Records from a data collection:
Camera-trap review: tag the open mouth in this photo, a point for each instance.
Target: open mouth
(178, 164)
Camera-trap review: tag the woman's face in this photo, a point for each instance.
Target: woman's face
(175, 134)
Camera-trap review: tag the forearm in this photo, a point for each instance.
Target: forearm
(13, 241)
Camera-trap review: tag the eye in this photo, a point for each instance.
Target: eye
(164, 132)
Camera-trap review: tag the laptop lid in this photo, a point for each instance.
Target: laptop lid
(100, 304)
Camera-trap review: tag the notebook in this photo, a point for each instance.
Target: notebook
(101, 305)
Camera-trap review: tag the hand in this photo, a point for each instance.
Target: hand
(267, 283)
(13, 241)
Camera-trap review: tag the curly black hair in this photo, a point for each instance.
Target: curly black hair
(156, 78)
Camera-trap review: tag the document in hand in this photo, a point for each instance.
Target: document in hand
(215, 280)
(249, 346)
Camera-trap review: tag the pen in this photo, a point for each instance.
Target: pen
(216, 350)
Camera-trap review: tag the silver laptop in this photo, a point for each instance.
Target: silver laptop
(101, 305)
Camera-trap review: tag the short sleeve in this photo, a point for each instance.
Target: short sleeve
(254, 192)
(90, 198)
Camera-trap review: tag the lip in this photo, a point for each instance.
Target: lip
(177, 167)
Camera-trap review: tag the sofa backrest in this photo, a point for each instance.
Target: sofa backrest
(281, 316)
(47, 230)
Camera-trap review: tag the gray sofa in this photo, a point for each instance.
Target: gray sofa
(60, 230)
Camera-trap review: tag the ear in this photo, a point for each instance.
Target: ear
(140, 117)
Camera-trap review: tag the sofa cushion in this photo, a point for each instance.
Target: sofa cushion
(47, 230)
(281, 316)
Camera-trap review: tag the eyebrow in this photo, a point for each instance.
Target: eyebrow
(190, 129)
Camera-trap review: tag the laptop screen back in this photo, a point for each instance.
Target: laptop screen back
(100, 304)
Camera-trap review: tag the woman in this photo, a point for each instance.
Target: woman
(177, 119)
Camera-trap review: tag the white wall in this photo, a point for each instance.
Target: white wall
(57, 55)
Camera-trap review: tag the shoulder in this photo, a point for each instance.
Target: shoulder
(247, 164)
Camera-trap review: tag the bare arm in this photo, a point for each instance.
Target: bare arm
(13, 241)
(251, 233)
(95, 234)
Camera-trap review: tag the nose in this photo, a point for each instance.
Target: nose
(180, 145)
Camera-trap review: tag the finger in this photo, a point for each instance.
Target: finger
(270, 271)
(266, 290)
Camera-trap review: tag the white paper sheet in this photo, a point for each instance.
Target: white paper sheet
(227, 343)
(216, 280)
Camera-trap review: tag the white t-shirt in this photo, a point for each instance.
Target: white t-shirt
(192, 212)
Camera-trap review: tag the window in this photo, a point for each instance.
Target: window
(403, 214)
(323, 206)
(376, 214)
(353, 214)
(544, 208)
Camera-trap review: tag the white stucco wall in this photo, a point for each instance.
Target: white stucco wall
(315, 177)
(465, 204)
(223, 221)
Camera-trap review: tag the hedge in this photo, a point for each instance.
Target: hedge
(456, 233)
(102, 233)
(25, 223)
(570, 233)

### ASSIGNED TASK
Word for word, repeat every record.

### TASK RESPONSE
Camera-trap review: tag the open mouth in this photo, a point for each instance.
Target: open mouth
(178, 164)
Camera-trap review: tag the woman's face in this photo, a point for each instance.
Target: woman's face
(175, 134)
Camera-trap review: tag the forearm in this photo, a point for each instance.
Target: forearm
(13, 241)
Camera-trap review: tag the eye in this photo, a point for each instance.
Target: eye
(164, 132)
Camera-trap review: tag the laptop lid in this photo, a point for each instance.
Target: laptop lid
(100, 304)
Camera-trap review: tag the notebook in this photo, a point for each instance.
Target: notebook
(101, 305)
Camera-trap review: tag the hand in this photo, a point for each instance.
Target: hand
(267, 283)
(13, 241)
Camera-trap review: tag the curly black hair in this photo, a point for each instance.
Target: curly black hair
(156, 78)
Camera-trap review: tag the document in hand in this photo, a point for each instance.
Target: document in hand
(215, 280)
(249, 346)
Camera-trap review: tag the pen in this photo, a point for each instance.
Target: pen
(216, 350)
Camera-trap review: tag the silver laptop in this photo, a point for each instance.
Target: silver laptop
(101, 305)
Camera-trap review: tag the short sleeve in this photo, a point for each instance.
Target: short sleeve
(254, 192)
(90, 198)
Camera-trap review: tag the lip in this photo, a point for each instance.
Target: lip
(177, 167)
Camera-trap review: tag the sofa backrest in this photo, a point for each instance.
Target: sofa backrest
(281, 316)
(47, 230)
Camera-trap review: tag the gray sofa in this photo, a point for each instance.
Target: gray sofa
(60, 230)
Camera-trap review: tag the ear in this photo, a point for each instance.
Target: ear
(140, 117)
Camera-trap review: tag the sofa cushion in this photo, a point for each instance.
Target: sofa cushion
(47, 230)
(281, 316)
Camera-trap review: tag the eyebrow in this photo, a point for each instance.
Target: eyebrow
(190, 129)
Camera-trap review: tag the laptop screen back in this photo, a point for each instance.
Target: laptop screen back
(100, 304)
Camera-trap review: tag the woman in this photo, a point for each instance.
Target: woman
(177, 119)
Camera-trap review: tag the white wall in this photo, a point for each instance.
Target: white wall
(57, 55)
Camera-trap review: tag the shoulder in this photo, a point for each instance.
Target: shoulder
(247, 164)
Camera-trap review: tag the bare arm in this photo, a point for each instance.
Target: bare arm
(13, 241)
(251, 233)
(95, 234)
Camera-trap review: tag the nose in this photo, a point for each instance.
Target: nose
(180, 145)
Camera-trap review: tag the finger in this photo, a point for each instance.
Target: finger
(270, 271)
(266, 290)
Camera-trap review: tag the white paper sheet in this photo, a point for each instance.
Target: white paper sheet
(227, 343)
(216, 280)
Camera-trap review: tag the white t-shirt in this photo, a point for each instance.
Target: white t-shirt
(192, 212)
Camera-trap review: tag the window in this photo, a point for each instance.
Target: window
(403, 214)
(323, 206)
(376, 214)
(353, 214)
(544, 208)
Camera-trap review: tag the white stucco wall in this photo, a point for each instance.
Target: white stucco wall
(315, 177)
(465, 204)
(223, 221)
Camera-trap review: tag the hedge in this photo, a point for each instance.
Target: hedge
(456, 233)
(102, 233)
(25, 223)
(570, 233)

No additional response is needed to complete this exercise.